_AUFGABE A_:
Beantworten Sie anhand des Textes über Regelenergie aus Windkraft die folgenden Fragen:
(i) Seit welchem Jahr gibt es bei Offshore-Wind einen Sekundärreserve-Anbieter?
(ii) Welche Funktion hat Jan Brübach?
(iii) Wie viel Direktvermarktungs-Leistung nennt Stephan Erling?

Bei Sekundärreserve und Onshore-Wind dürfte MVV Trading deutscher Pionier sein. Es gibt zwar von anderen viele Pilotprojekte, sie bewegen sich aber in der weniger anspruchsvollen Minutenreserve. Baywa Re und Enertrag hatten 2023 unabhängig voneinander zwar die Qualifizierung von PV-Hybridparks zur SRL gemeldet, diese bezog sich aber auf den Batterieteil (wir berichteten).

Lediglich bei Offshore-Wind gibt es schon seit 2022 einen Sekundärreserve-Anbieter, nämlich Orsted aus ihrem Windpark „Borkum Riffgrund 1“ über den Direktvermarkter und Virtuelles-Kraftwerk-Betreiber Energy2market, eine deutsche Konzerngesellschaft der französischen EDF. Auch hier wird nur vertraglich vereinbart, weniger einzuspeisen, als ursprünglich vorgesehen.

Welche Bedeutung MVV selbst sieht

MVV Trading streicht die Bedeutung ihres künftigen Regelenergieprodukts mit Onshore-Wind heraus: „Die Erneuerbaren übernehmen mehr Verantwortung für ein stabiles Stromnetz sowie für eine kostengünstige Energieversorgung“, erklärt Martin Friedrich, Leiter des Short Term Desks und des Vertriebs. Jan Brübach, Geschäftsführer Markt, ergänzt: „Die Vermarktung von Regelleistung aus Windparks stärkt die Position von MVV Trading als führendem Anbieter im Bereich der Erneuerbaren und unterstreicht das Engagement des Unternehmens für die Energiewende.“ Stephan Erling, Manager Regelenergie-Vermarktung, weist auf die gebündelte Erfahrung aus 6.000 MW Direktvermarktungs-Leistung und 1.000 MW Regelenergie-Leistung hin.

_Beschriftete Kontureinträge_:

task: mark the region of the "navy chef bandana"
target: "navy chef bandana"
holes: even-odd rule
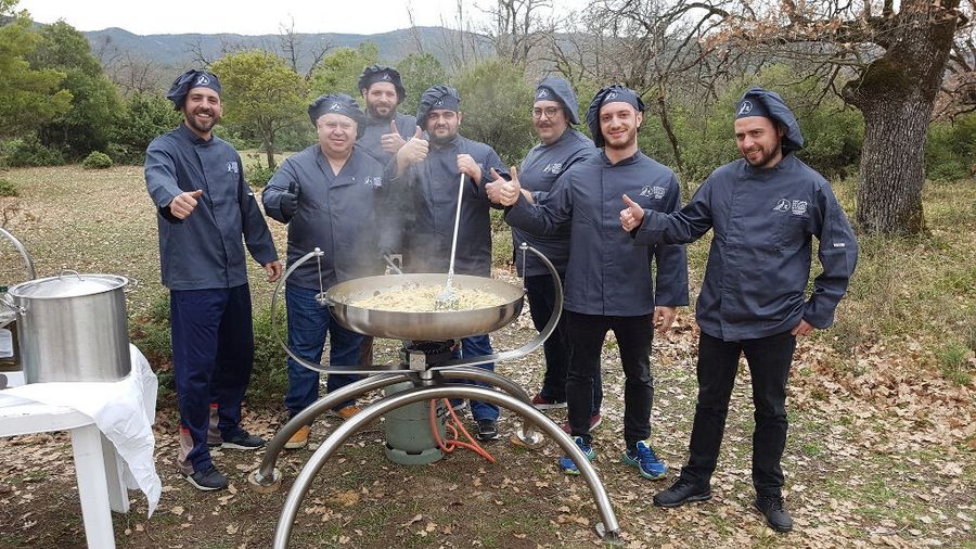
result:
[[[431,111],[454,111],[461,106],[461,94],[450,86],[434,86],[421,95],[416,108],[416,125],[427,129],[427,115]]]
[[[744,110],[748,113],[743,113]],[[735,105],[735,118],[746,116],[765,116],[781,125],[783,141],[780,146],[784,152],[799,151],[804,148],[804,135],[800,132],[799,123],[779,93],[758,87],[749,88]]]
[[[400,78],[400,73],[394,67],[388,67],[386,65],[370,65],[363,68],[362,74],[359,75],[360,93],[364,90],[369,90],[370,86],[376,82],[393,84],[394,89],[397,90],[397,102],[403,101],[403,98],[407,97],[407,89],[403,88],[403,80]]]
[[[177,111],[183,108],[187,95],[193,88],[210,88],[220,95],[220,80],[214,73],[191,68],[177,77],[172,81],[172,86],[166,93],[166,99],[172,101],[172,106]]]
[[[587,127],[590,128],[590,135],[593,137],[593,144],[598,148],[603,146],[603,133],[600,131],[600,110],[607,103],[627,103],[637,108],[639,113],[644,112],[644,102],[640,95],[630,88],[620,85],[613,85],[603,88],[593,95],[593,101],[587,107]]]
[[[362,137],[362,132],[365,130],[363,125],[365,115],[359,110],[359,103],[355,99],[345,93],[330,93],[319,97],[308,105],[308,118],[312,122],[312,126],[318,127],[319,118],[330,113],[352,118],[352,122],[358,125],[356,137]]]
[[[536,87],[536,98],[532,101],[560,102],[563,104],[563,110],[566,111],[569,124],[579,124],[579,115],[576,114],[579,111],[576,93],[573,92],[573,87],[564,78],[557,76],[543,78],[539,86]]]

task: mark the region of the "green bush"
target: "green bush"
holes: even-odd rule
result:
[[[928,179],[959,181],[976,165],[976,113],[953,122],[934,122],[928,128],[925,168]]]
[[[268,181],[271,180],[271,176],[274,175],[274,170],[271,168],[266,168],[260,163],[245,168],[244,170],[244,179],[252,187],[265,187],[268,184]]]
[[[0,179],[0,196],[16,196],[17,187],[8,179]]]
[[[11,167],[61,166],[65,163],[61,151],[42,145],[36,136],[5,141],[2,155]]]
[[[99,151],[92,151],[81,161],[81,167],[85,169],[107,169],[112,167],[112,158]]]

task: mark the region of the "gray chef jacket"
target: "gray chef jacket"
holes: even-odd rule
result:
[[[493,149],[455,136],[449,143],[431,143],[426,159],[396,177],[396,163],[386,166],[384,215],[387,225],[381,237],[384,252],[402,253],[409,272],[447,272],[451,260],[451,239],[458,207],[458,155],[470,154],[481,168],[481,184],[464,177],[461,221],[458,227],[458,253],[454,272],[488,277],[491,274],[491,202],[485,183],[495,168],[508,177]]]
[[[645,209],[637,244],[692,242],[715,229],[695,316],[724,341],[765,337],[805,319],[827,328],[847,290],[858,243],[830,183],[793,153],[771,169],[739,159],[715,170],[681,212]],[[823,272],[804,299],[811,235]]]
[[[157,207],[166,288],[246,284],[244,244],[260,265],[278,260],[268,225],[244,181],[241,156],[227,141],[201,139],[185,124],[157,137],[145,151],[145,186]],[[169,203],[195,190],[203,190],[196,208],[185,219],[176,218]]]
[[[596,153],[598,150],[590,138],[573,128],[566,128],[555,142],[539,143],[528,152],[522,161],[522,166],[518,167],[518,181],[522,188],[531,191],[534,200],[539,202],[552,190],[556,178],[577,162]],[[532,234],[513,227],[512,242],[518,274],[523,274],[522,254],[518,252],[518,246],[523,242],[542,252],[552,261],[556,271],[565,274],[566,264],[569,260],[569,227],[549,235]],[[524,276],[538,274],[549,274],[549,269],[535,254],[527,254]]]
[[[314,259],[288,276],[299,288],[328,290],[346,280],[378,274],[375,197],[383,186],[383,167],[357,143],[338,174],[319,144],[286,158],[265,187],[261,202],[273,219],[288,224],[288,264],[316,247]],[[281,213],[281,195],[298,196],[293,217]]]
[[[519,196],[506,212],[509,225],[532,233],[554,234],[570,227],[566,310],[635,317],[650,315],[655,305],[688,305],[684,246],[634,246],[620,230],[625,193],[659,212],[676,212],[681,204],[678,178],[667,167],[641,152],[612,164],[601,152],[577,162],[540,203]]]

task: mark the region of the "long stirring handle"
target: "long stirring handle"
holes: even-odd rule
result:
[[[464,174],[458,183],[458,212],[454,213],[454,238],[451,239],[451,264],[448,267],[448,288],[451,285],[451,277],[454,274],[454,253],[458,251],[458,225],[461,221],[461,197],[464,195]]]

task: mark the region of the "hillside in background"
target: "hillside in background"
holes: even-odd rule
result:
[[[283,54],[282,35],[243,36],[218,35],[134,35],[121,28],[106,28],[84,33],[91,43],[91,51],[103,60],[113,52],[128,52],[158,64],[160,67],[182,68],[190,66],[197,54],[208,61],[216,61],[224,52],[259,48]],[[444,66],[450,66],[447,54],[449,44],[459,31],[445,27],[414,27],[378,35],[348,35],[338,33],[296,34],[300,42],[299,72],[311,64],[311,52],[322,47],[356,48],[362,42],[373,42],[380,47],[380,59],[394,62],[418,50],[433,53]],[[468,40],[468,43],[471,41]]]

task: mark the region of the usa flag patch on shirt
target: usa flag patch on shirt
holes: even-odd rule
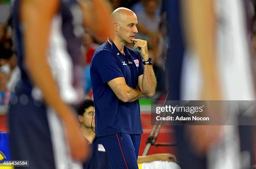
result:
[[[105,149],[104,147],[101,144],[98,144],[98,151],[102,152],[105,152],[106,150],[105,150]]]
[[[139,62],[138,61],[138,60],[136,59],[135,60],[133,60],[133,62],[134,62],[134,63],[135,63],[135,65],[136,65],[136,66],[137,66],[137,67],[138,67],[138,65],[139,65]]]

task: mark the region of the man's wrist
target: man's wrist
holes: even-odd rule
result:
[[[143,57],[143,60],[144,61],[148,61],[149,59],[148,58],[149,58],[149,56],[148,56],[148,55],[147,55],[146,56],[144,56],[144,57]]]

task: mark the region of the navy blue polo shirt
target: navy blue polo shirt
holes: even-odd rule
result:
[[[126,46],[124,51],[125,55],[109,39],[97,48],[92,60],[90,72],[97,137],[120,132],[143,133],[138,100],[122,102],[107,83],[112,79],[124,77],[128,86],[137,87],[138,77],[143,74],[141,57],[138,52]]]

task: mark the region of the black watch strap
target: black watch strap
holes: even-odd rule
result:
[[[152,59],[151,59],[151,57],[148,57],[148,60],[147,61],[144,61],[144,60],[142,60],[142,63],[143,63],[143,64],[144,65],[152,65]]]

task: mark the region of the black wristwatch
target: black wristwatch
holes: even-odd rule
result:
[[[143,63],[143,64],[144,65],[152,65],[152,59],[151,59],[151,57],[148,57],[148,60],[147,61],[144,61],[144,60],[142,60],[142,63]]]

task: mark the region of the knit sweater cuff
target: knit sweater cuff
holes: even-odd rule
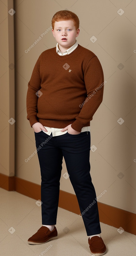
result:
[[[38,122],[37,117],[35,115],[31,115],[29,119],[31,127],[35,123]]]
[[[83,128],[83,126],[84,125],[81,123],[78,120],[76,119],[76,120],[75,120],[75,121],[72,124],[71,127],[73,129],[74,129],[74,130],[75,130],[76,131],[77,131],[81,132],[82,128]]]

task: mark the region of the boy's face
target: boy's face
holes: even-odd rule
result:
[[[79,29],[76,29],[74,22],[70,20],[55,21],[54,30],[52,31],[59,44],[59,50],[64,52],[75,43],[80,30]]]

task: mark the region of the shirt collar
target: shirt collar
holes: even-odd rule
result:
[[[70,53],[71,53],[71,52],[72,52],[74,50],[76,49],[77,47],[78,46],[78,43],[77,41],[77,40],[75,40],[75,43],[72,45],[72,46],[71,46],[71,47],[70,47],[70,48],[69,48],[69,49],[68,49],[67,50],[66,50],[65,52],[64,52],[62,53],[61,51],[59,50],[58,47],[58,43],[57,43],[57,45],[56,45],[56,52],[57,53],[58,53],[58,51],[59,52],[59,53],[61,53],[61,55],[65,55],[66,54],[70,54]]]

_AUFGABE B_:
Wiederholen Sie aus den Einträgen alles von der Zeile mit „task: mark the region of the boy's face“ bis zum Ende der Einträge, beide Enden eingeschlossen.

_ENDERGEBNIS A_:
(i) Seit 2022.
(ii) Er ist Geschäftsführer Markt.
(iii) 6.000 MW.

_ENDERGEBNIS B_:
task: mark the region of the boy's face
target: boy's face
holes: even-odd rule
result:
[[[79,29],[76,29],[74,22],[70,20],[55,21],[54,30],[52,31],[59,44],[59,50],[64,52],[75,43],[80,30]]]

task: mark the region of the shirt collar
target: shirt collar
holes: even-odd rule
result:
[[[70,53],[71,53],[71,52],[72,52],[74,50],[76,49],[77,47],[78,46],[78,43],[77,41],[77,40],[75,40],[75,43],[72,45],[72,46],[71,46],[71,47],[70,47],[70,48],[69,48],[69,49],[68,49],[67,50],[66,50],[65,52],[64,52],[62,53],[61,51],[59,50],[58,47],[58,43],[57,43],[57,45],[56,45],[56,52],[57,53],[58,53],[58,51],[59,52],[59,53],[61,53],[61,55],[65,55],[66,54],[70,54]]]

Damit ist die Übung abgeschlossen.